◆ DATA FOR THE TASK ◆
========================
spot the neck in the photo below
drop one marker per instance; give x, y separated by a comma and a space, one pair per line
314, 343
========================
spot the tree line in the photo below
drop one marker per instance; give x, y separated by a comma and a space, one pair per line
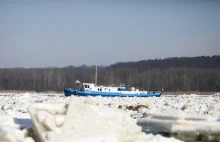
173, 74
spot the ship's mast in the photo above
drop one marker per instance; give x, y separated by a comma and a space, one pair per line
========================
Tally the lines in the listing above that contain the string "photo", with case significant. Reply with the count only.

◆ SOLUTION TO THIS EXERCISE ◆
3